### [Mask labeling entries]
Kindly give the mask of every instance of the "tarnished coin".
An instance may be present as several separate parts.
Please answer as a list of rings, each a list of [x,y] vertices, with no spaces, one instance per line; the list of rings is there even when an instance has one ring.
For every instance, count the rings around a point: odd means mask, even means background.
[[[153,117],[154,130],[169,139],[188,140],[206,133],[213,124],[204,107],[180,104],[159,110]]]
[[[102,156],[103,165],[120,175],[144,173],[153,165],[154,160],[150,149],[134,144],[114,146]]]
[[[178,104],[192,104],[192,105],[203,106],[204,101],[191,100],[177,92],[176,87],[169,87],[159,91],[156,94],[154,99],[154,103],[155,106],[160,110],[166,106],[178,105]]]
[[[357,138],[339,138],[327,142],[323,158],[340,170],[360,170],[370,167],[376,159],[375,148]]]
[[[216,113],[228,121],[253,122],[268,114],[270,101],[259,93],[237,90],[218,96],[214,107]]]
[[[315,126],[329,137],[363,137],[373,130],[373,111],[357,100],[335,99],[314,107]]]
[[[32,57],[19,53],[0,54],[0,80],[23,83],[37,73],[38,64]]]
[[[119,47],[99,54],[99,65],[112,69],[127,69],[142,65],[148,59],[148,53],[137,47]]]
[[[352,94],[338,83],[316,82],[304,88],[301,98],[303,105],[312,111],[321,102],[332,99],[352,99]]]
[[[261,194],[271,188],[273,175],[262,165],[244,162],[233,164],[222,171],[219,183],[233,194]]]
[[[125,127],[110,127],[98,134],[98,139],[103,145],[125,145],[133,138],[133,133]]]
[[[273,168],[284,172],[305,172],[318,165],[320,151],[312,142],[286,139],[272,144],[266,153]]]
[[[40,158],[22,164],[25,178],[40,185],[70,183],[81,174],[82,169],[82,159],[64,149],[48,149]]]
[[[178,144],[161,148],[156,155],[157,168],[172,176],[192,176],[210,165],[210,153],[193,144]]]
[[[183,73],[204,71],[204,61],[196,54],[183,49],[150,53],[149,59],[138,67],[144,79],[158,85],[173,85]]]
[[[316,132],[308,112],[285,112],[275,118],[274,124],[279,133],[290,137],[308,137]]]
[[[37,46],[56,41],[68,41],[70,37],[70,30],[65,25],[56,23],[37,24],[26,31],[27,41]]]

### [WORK INSTRUCTIONS]
Retype every line of the entries above, character for character.

### [SOLUTION FOR THIS PROBLEM]
Kindly give the mask of every instance of the "tarnished coin".
An instance may be present as several separate parts.
Please answer as a list of rings, each a list of [x,y] vertices, with no spaces, one instance per line; the list of rings is there even when an instance has one ring.
For every instance, count the rings around a point: odd means mask, even means background.
[[[153,117],[154,130],[169,139],[188,140],[206,133],[213,124],[204,107],[180,104],[159,110]]]
[[[102,156],[103,165],[120,175],[144,173],[153,165],[154,160],[150,149],[134,144],[114,146]]]
[[[178,104],[192,104],[192,105],[203,106],[204,101],[191,100],[177,92],[176,87],[169,87],[159,91],[156,94],[154,99],[154,103],[155,106],[160,110],[166,106],[178,105]]]
[[[357,138],[339,138],[327,142],[323,158],[340,170],[360,170],[370,167],[376,159],[375,148]]]
[[[216,113],[228,121],[253,122],[268,114],[270,101],[259,93],[237,90],[218,96],[214,107]]]
[[[315,126],[329,137],[363,137],[373,130],[373,111],[357,100],[335,99],[314,107]]]
[[[32,57],[19,53],[0,54],[0,80],[23,83],[37,73],[38,64]]]
[[[119,47],[99,54],[99,65],[112,69],[127,69],[142,65],[148,59],[148,53],[137,47]]]
[[[352,94],[338,83],[316,82],[304,88],[301,98],[303,105],[312,111],[321,102],[332,99],[352,99]]]
[[[261,194],[271,188],[273,175],[262,165],[244,162],[233,164],[222,171],[219,183],[233,194]]]
[[[125,127],[110,127],[98,134],[98,139],[103,145],[125,145],[133,138],[133,133]]]
[[[273,168],[284,172],[305,172],[318,165],[320,151],[312,142],[286,139],[272,144],[266,153]]]
[[[40,158],[22,164],[25,178],[40,185],[70,183],[81,174],[82,169],[82,159],[64,149],[48,149]]]
[[[178,144],[161,148],[156,155],[157,168],[172,176],[192,176],[210,165],[210,153],[193,144]]]
[[[183,73],[204,71],[204,61],[196,54],[183,49],[150,53],[149,59],[138,67],[144,79],[158,85],[173,85]]]
[[[316,132],[308,112],[285,112],[275,118],[274,124],[279,133],[290,137],[308,137]]]
[[[37,46],[56,41],[68,41],[70,37],[70,30],[65,25],[56,23],[37,24],[26,31],[27,41]]]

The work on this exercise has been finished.